Problem requirements —
Lines below that include "shelf" are the answer; copy each one.

Data entries:
-=-=-=-=-
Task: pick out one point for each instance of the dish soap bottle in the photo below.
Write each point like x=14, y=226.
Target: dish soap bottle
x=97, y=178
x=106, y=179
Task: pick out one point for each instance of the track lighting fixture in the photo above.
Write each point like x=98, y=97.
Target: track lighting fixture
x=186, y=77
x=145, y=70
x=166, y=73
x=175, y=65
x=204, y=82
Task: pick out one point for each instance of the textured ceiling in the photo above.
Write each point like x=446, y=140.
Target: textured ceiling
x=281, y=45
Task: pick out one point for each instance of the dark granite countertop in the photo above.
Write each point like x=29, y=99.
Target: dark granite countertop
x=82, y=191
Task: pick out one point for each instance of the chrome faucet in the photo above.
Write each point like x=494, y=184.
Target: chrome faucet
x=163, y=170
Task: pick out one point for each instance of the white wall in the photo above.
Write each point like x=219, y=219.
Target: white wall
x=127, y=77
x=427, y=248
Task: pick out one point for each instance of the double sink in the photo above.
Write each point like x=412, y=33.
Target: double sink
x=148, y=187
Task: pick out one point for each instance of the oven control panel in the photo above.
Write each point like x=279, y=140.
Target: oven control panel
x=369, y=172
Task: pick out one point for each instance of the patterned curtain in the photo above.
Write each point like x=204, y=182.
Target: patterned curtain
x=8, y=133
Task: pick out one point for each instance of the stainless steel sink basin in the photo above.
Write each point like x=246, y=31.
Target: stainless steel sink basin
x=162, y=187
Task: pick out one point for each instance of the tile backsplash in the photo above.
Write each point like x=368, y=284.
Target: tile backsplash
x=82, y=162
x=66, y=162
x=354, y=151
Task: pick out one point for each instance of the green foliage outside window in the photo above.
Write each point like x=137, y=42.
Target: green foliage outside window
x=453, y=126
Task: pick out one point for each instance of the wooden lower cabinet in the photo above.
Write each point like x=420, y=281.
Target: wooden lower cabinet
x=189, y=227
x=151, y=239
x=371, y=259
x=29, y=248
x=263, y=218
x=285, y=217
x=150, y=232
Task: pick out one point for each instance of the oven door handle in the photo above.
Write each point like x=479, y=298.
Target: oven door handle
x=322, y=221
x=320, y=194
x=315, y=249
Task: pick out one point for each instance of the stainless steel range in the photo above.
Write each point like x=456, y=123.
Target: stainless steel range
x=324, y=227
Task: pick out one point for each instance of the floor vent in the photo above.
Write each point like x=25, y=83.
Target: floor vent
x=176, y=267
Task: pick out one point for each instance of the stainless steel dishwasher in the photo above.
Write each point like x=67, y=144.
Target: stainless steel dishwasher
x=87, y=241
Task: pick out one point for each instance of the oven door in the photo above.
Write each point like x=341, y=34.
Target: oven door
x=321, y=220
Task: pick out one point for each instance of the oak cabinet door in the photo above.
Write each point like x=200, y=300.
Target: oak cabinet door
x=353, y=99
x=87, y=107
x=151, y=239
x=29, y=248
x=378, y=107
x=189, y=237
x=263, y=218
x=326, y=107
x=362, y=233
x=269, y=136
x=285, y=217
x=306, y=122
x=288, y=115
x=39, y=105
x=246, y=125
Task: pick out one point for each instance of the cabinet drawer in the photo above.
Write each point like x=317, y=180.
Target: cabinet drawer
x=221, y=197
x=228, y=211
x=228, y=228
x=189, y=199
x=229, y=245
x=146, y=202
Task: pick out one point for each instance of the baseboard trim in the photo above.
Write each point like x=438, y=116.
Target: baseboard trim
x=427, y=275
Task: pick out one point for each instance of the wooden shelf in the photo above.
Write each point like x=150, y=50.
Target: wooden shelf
-=-=-=-=-
Output for this task —
Task: pick out one point for each instance of the wooden shelf in the photo above.
Target: wooden shelf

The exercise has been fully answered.